- _ENUNCIADO DA TAREFA_:
Dê continuidade à entrevista sobre o teste de HPV e o Papanicolau, a partir da última frase apresentada.

- _TRECHO CITADO_:
Comparando teste por
teste, ele tem essas vantagens pontuais. Mas só vai funcionar se ele estiver
inserido em um programa organizado, onde você tem o controle da população que
está fazendo os testes de prevenção e, principalmente, daquelas que não estão
fazendo, para chamar e fazer. Agência Brasil: O senhor acredita que, com essa
incorporação de tecnologia, podemos pensar em aposentar o Papanicolau? Ou ele
segue como método preventivo para outras doenças?
Teixeira: O
Papanicolau vai ser substituído pelo teste de HPV como primeira abordagem, como
um primeiro teste. Vai ser um pelo outro sim. É assim que é feito. É uma
substituição mesmo. Só que, em 10% dos casos, vai ser detectado algum tipo de
HPV que não é tão grave, mas também não é tão leve. Nesses casos, a gente faz o
teste de Papanicolau no mesmo material já colhido. Então, o teste de
Papanicolau vai ser utilizado, com uma outra tecnologia um pouco mais moderna,
mas no mesmo material já colhido, em 10% dos casos.
Ou seja, uma de cada
10 mulheres que vai fazer o teste de HPV vai acusar uma situação intermediária
e aí vai ser feito um Papanicolau para auxiliar com mais informações e indicar
qual o melhor caminho para a condução desse caso. Agência Brasil: Falando
especificamente sobre o HPV, a gente conhecia antigamente como um tipo de
doença sexualmente transmissível (DST) e hoje é classificado como uma infecção
sexualmente transmissível (IST)?
Teixeira: Isso, mas é
apenas uma nomenclatura. De todas as pessoas, homens mulheres, todas, até o fim
da vida, 80% vão ter contato com algum dos HPV. São vários tipos, você tem aí
uns 25 que acometem a região genital e alguns deles são relacionados ao câncer.

- _DADOS DE ENTRADA_:
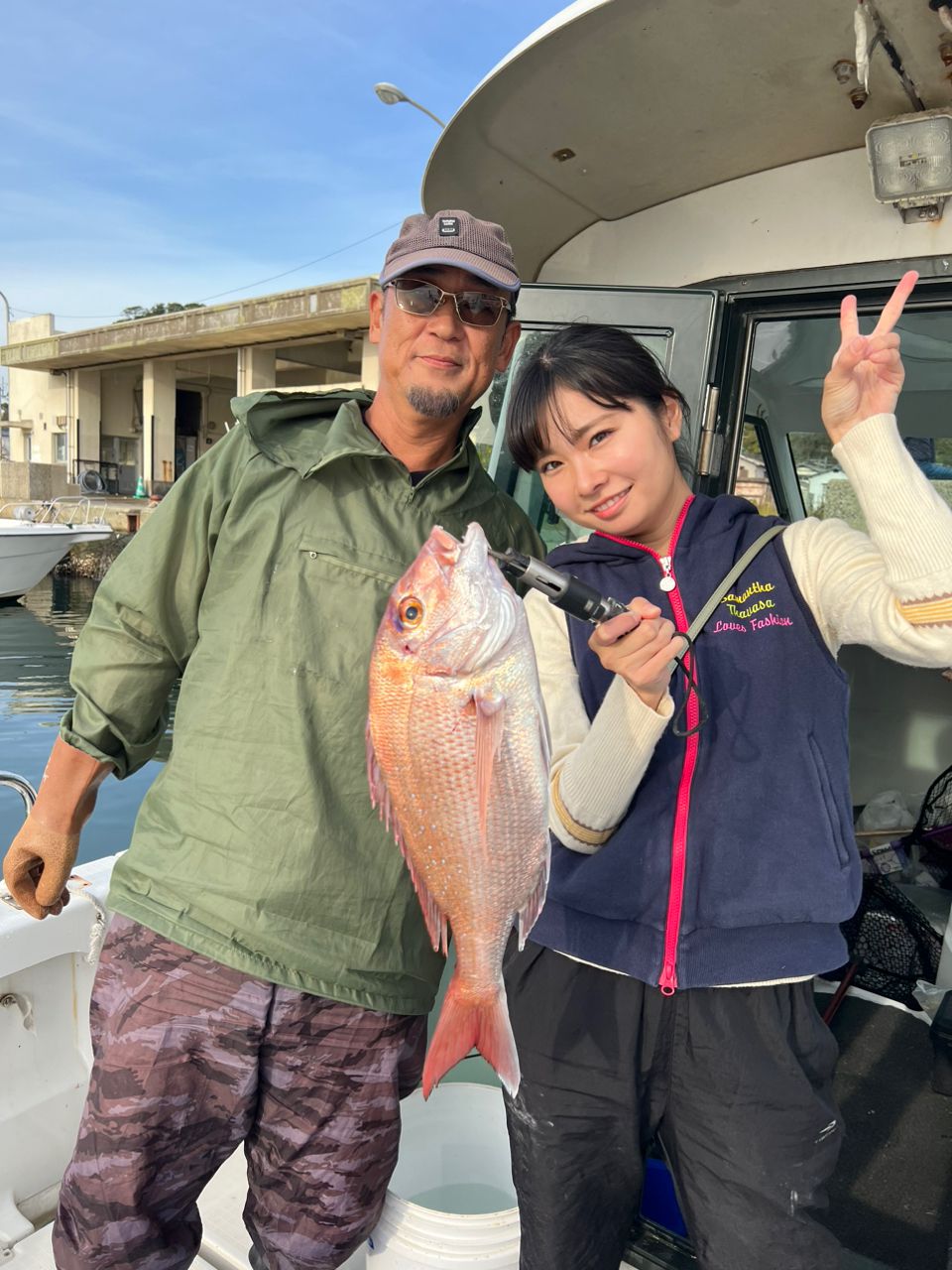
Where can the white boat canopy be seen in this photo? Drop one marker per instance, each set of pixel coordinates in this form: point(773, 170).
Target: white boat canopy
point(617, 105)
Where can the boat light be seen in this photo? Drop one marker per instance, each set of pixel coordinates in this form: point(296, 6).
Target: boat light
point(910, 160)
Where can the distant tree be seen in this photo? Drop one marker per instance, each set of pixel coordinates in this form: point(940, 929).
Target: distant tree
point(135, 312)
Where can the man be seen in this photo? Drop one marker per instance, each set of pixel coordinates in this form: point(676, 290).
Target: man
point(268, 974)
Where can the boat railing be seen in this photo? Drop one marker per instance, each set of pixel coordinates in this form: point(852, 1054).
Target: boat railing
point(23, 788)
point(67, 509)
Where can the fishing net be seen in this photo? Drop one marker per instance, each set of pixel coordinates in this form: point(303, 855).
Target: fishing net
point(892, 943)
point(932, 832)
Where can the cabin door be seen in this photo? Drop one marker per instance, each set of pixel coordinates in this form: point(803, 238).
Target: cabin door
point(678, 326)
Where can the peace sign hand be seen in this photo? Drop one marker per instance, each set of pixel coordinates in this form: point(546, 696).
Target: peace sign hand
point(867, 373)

- _RESPOSTA ESPERADA_:
Então, o que acontece? Quase todo mundo vai ter. Oitenta por cento é um número
alto. Vai ter contato sim, vai ter essa IST. Só que a grande maioria, 90%,
elimina em até 24 meses o vírus, por meio da resposta imunológica da pessoa. A
maioria das pessoas têm uma infecção transitória e vai se curar. O problema é
aquela infecção que fica persistente por anos, sem dar sintomas. Aí, vai dando
lesões ali no colo do útero, por exemplo, mas pode dar também no canal anal, na
vulva, no pênis, na boca. Há vários locais onde pode haver lesões pré-câncer. O
colo de útero é o principal.
Basicamente, ali é o foco principal porque há muitos casos e a proporção
de câncer por HPV no colo do outro é de 99,9%, ou seja, praticamente não há
câncer no colo do útero se não houver HPV. Aí, entra a vacinação precoce. Se a
gente vacinar a população inteira abaixo dos 15 anos, esse câncer vai sumir. Só
que, enquanto isso não acontece, porque demoraria de 20 a 30 anos após a
vacinação nessa faixa etária para isso para acontecer, a gente continua fazendo
esses programas de rastreamento preventivos periódicos. Porque tem uma
transição longa.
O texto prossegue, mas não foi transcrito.